== Dataset excerpts
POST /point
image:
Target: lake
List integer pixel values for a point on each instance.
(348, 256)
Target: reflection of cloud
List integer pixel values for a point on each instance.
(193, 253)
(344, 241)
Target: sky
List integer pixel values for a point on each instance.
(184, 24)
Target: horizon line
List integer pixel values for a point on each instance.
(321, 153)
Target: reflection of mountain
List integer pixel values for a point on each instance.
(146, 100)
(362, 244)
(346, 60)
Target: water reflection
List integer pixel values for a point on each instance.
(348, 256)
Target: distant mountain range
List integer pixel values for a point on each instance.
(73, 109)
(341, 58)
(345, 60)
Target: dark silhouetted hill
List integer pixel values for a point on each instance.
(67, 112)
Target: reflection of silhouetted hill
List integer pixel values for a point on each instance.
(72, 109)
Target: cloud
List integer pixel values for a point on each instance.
====
== Dataset excerpts
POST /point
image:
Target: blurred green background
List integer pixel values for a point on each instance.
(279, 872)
====
== Dataset excerpts
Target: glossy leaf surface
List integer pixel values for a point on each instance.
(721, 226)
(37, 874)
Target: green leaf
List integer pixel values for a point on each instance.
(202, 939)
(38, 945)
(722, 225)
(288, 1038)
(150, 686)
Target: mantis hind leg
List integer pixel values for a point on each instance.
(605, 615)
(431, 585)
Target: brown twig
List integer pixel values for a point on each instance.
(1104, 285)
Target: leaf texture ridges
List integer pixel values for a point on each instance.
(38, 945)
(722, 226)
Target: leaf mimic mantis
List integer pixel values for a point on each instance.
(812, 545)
====
▶ [What the exercise asks] Copy each line of the listing that holds the word "mantis".

▶ [Answer to the exercise]
Target: mantis hind leg
Target: leaf mimic mantis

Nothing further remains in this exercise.